Pointing dataset excerpts
** begin **

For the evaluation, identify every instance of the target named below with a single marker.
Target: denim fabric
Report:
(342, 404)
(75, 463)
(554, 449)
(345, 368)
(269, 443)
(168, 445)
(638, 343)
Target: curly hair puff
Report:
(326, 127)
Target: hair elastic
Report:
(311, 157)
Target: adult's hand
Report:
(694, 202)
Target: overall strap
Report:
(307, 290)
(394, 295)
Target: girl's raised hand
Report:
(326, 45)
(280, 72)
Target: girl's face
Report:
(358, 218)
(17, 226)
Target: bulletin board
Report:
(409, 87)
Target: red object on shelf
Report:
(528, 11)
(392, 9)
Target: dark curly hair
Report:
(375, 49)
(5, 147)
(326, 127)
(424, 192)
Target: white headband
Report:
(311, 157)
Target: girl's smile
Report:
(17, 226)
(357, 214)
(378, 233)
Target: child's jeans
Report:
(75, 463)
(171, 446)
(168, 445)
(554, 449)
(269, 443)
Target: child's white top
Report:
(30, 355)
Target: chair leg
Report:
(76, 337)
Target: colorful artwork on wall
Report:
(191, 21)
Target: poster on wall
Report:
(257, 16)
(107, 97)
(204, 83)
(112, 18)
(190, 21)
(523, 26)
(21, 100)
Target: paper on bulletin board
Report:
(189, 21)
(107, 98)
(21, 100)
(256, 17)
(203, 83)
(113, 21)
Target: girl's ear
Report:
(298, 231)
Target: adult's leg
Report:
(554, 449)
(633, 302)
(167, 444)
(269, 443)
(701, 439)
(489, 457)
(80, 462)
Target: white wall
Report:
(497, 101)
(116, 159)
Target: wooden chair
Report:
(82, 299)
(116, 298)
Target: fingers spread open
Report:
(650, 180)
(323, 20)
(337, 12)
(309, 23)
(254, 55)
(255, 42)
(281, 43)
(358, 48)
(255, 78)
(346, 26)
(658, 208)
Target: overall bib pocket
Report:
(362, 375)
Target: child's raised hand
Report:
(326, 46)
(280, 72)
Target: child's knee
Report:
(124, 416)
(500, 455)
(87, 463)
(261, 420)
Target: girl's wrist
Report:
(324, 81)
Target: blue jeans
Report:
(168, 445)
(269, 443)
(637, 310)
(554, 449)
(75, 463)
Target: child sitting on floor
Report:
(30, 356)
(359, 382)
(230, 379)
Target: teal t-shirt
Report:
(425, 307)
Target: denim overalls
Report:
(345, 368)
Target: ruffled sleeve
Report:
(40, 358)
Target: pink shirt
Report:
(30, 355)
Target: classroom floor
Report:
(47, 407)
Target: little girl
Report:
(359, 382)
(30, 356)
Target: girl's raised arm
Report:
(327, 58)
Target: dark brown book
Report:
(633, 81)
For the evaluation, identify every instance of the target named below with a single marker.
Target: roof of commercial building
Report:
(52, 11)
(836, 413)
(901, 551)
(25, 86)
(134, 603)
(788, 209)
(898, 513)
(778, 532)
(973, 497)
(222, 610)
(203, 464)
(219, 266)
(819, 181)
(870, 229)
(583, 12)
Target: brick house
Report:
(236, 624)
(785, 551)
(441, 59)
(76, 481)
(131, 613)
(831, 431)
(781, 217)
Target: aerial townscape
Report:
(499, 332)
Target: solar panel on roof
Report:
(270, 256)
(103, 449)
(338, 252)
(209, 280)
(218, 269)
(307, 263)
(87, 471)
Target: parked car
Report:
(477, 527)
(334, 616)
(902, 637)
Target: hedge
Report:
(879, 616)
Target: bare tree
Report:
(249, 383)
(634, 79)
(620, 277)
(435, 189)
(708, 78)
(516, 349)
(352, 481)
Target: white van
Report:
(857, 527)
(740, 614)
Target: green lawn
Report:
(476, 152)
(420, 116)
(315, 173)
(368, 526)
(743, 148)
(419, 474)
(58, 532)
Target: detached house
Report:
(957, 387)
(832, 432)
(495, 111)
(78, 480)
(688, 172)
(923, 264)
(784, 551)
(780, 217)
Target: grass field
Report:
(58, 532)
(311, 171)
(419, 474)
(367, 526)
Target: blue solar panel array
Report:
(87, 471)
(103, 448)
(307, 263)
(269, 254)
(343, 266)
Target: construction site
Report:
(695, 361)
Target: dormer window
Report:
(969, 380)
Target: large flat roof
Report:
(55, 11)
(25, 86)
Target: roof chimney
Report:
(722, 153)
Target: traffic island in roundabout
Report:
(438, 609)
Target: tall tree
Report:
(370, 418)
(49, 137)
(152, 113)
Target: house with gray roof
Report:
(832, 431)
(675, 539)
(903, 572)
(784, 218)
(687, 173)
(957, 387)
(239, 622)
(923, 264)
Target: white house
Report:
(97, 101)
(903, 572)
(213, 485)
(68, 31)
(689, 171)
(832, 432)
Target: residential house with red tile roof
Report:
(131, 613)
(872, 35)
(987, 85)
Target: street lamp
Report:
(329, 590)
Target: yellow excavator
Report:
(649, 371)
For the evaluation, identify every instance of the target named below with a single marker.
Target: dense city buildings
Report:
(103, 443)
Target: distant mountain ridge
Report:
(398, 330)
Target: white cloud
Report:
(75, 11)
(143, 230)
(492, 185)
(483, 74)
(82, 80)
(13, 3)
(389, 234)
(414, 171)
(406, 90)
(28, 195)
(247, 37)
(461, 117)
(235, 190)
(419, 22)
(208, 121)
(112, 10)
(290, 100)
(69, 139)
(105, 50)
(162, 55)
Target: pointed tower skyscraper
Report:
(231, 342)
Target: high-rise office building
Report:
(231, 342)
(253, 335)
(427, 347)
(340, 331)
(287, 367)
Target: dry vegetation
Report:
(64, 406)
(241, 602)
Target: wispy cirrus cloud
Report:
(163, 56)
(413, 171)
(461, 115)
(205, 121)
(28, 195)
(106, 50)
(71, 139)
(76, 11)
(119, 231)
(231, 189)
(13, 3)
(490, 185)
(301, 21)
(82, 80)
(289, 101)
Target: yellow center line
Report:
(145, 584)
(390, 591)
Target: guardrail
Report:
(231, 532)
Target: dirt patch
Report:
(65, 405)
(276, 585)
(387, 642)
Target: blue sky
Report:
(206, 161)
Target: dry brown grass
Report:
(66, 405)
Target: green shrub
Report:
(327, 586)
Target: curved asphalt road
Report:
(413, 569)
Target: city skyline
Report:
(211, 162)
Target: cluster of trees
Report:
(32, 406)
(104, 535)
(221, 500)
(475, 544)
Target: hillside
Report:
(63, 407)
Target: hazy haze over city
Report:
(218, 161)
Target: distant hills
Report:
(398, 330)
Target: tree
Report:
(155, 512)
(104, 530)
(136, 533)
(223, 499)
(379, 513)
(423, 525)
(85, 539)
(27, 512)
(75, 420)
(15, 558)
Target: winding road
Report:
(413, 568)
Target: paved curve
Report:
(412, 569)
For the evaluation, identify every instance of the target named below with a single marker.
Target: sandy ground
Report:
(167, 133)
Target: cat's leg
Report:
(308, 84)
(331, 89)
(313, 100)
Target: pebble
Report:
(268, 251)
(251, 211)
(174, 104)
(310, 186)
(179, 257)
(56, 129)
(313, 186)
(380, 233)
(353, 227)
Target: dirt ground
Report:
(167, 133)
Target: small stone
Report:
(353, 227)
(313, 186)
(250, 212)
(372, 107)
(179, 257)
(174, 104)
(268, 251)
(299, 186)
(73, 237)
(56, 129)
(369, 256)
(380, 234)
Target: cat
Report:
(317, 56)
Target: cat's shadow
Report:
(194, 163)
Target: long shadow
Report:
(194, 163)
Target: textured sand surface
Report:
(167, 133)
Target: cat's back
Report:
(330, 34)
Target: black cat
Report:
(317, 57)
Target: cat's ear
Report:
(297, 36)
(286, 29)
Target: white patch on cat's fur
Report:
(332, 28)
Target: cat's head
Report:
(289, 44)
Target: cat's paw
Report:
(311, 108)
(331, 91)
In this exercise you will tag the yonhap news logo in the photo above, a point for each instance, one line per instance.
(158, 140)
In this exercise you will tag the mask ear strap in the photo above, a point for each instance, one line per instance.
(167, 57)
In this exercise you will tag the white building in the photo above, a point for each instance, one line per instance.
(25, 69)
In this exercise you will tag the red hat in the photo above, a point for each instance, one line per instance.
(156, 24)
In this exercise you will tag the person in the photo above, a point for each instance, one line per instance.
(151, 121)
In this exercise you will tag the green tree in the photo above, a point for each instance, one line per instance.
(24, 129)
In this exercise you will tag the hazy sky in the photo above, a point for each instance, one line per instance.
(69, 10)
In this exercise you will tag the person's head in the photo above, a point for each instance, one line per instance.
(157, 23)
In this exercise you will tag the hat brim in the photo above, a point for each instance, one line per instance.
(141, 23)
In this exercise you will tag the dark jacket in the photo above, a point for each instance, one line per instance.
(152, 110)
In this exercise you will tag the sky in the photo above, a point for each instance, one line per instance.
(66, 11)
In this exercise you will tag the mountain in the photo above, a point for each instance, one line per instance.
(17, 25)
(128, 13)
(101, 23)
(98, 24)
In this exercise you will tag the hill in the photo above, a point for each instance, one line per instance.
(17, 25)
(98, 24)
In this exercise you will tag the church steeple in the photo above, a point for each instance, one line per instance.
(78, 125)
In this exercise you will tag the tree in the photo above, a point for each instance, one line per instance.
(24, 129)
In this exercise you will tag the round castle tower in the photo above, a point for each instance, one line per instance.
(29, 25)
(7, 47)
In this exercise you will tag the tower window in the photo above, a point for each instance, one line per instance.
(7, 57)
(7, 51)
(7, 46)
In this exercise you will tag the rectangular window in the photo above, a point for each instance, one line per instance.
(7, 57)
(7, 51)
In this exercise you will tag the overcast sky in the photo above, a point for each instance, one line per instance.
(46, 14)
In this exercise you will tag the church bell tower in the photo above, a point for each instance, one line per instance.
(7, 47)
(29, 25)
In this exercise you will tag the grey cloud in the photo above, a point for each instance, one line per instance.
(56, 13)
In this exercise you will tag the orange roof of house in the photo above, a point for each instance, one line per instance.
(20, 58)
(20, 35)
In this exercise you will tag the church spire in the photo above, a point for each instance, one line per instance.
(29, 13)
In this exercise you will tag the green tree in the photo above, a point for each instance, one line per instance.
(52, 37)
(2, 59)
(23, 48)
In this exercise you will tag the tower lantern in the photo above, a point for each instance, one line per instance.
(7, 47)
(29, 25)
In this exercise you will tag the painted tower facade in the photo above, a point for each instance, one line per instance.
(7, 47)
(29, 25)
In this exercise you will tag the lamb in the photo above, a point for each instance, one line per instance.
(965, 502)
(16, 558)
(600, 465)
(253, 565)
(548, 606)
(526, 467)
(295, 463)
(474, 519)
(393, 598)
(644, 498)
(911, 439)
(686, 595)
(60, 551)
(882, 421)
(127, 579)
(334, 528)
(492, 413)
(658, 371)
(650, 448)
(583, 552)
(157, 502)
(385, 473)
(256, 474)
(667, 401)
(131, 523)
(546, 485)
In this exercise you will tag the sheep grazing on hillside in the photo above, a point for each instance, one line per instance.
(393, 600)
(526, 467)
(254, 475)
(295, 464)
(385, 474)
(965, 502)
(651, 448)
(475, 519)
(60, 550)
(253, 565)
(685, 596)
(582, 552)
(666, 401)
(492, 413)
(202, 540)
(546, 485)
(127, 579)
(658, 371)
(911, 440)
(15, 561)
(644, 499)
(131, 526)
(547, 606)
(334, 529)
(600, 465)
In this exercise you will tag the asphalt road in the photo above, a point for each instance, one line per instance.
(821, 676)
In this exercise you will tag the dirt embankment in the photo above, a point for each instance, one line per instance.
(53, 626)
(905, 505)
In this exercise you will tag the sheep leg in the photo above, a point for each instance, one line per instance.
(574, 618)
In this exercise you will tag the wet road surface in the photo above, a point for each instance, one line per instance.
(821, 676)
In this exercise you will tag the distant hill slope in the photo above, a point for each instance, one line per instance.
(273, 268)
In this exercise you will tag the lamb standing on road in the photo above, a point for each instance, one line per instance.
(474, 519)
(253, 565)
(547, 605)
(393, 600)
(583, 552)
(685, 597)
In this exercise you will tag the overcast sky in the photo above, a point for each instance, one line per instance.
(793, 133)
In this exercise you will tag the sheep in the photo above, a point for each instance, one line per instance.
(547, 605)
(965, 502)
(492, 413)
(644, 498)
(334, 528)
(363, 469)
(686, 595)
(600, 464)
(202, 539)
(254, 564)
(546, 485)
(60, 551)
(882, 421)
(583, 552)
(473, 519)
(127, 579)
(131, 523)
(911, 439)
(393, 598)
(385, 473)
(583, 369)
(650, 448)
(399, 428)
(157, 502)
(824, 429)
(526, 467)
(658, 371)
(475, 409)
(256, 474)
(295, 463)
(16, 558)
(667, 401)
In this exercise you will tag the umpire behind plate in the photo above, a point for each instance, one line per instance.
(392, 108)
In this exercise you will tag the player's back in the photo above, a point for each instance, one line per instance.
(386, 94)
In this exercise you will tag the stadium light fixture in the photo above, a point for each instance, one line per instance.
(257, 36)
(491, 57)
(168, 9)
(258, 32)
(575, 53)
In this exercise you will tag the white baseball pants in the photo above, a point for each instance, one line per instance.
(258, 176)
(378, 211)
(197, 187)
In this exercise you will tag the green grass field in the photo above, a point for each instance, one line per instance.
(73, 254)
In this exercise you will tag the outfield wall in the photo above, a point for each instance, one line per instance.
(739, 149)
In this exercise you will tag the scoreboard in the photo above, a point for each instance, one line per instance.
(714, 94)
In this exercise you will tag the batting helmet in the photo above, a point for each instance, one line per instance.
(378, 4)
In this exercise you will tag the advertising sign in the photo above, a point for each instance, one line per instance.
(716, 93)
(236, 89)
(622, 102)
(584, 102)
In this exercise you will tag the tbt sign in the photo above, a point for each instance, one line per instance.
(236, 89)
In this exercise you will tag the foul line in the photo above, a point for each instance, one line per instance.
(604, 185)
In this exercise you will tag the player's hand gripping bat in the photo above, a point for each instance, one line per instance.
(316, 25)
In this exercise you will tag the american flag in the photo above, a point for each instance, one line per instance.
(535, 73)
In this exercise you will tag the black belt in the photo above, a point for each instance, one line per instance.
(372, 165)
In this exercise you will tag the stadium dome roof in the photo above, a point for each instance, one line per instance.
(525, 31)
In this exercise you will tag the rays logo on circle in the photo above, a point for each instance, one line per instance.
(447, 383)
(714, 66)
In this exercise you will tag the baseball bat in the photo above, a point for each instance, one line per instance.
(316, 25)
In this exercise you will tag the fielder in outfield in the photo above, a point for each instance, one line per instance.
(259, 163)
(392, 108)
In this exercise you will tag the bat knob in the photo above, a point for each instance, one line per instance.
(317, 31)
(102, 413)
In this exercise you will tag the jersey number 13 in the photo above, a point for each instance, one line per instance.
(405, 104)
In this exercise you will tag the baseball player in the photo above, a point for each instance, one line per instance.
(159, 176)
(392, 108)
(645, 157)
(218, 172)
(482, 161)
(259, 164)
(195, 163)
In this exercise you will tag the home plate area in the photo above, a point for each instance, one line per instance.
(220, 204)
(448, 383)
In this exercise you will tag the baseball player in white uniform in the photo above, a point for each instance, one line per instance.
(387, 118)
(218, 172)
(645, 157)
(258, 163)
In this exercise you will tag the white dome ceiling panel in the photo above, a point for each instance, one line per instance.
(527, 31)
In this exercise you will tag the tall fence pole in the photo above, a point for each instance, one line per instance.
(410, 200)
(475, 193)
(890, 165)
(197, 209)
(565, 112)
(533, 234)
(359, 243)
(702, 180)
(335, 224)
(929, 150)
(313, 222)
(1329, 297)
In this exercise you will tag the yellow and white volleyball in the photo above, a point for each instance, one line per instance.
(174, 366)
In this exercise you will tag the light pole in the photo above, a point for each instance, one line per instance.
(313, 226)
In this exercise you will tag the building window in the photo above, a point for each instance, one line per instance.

** end **

> Goal of the exercise
Starting with the line that contains "In this exercise you will tag the rays", repeat each line through the last one exactly as it appears. Include both ends and nothing more.

> Written solution
In this exercise you will tag the rays logo on circle in the photo above, a point for each instance, one line per instance.
(447, 383)
(714, 66)
In this exercise you will tag the baseball bat in the photo above, a point for each instance, one line per instance.
(316, 25)
In this exercise you will tag the fielder in outfield in the photo above, a point for each instance, one line per instance.
(259, 163)
(392, 108)
In this exercise you will tag the bat knob in the photo above, a point for each instance, one line per instance.
(317, 31)
(102, 413)
In this exercise you will tag the jersey number 13 in the photo above, a point for each instance, one line per instance.
(405, 104)
In this exercise you will tag the baseball player in the photo above, a point for each instance, one line per instance.
(159, 176)
(392, 108)
(645, 157)
(218, 172)
(482, 161)
(259, 164)
(195, 163)
In this exercise you will tag the home plate area in the photo above, a point for each instance, one line per instance.
(220, 204)
(448, 383)
In this exercise you will tag the baseball player in white uniform in the photo above, a point for each instance, one line per instance.
(387, 118)
(218, 172)
(645, 157)
(258, 163)
In this exercise you will tag the white dome ceiling panel in the photo above, a point for each instance, one line per instance.
(527, 31)
In this exercise you will tag the tall fence pole in the photo above, a point for each instance, one line per instance.
(410, 200)
(475, 193)
(890, 165)
(197, 209)
(565, 112)
(533, 234)
(359, 243)
(702, 180)
(335, 224)
(929, 150)
(313, 222)
(1329, 297)
In this exercise you will tag the yellow and white volleyball in the photo above, a point for each instance, one line per instance.
(174, 366)
In this exercise you will tag the light pole in the photo above, a point for each instance, one line per instance.
(313, 226)
In this exercise you will tag the building window in the photo above, a point for each instance, one line per instance.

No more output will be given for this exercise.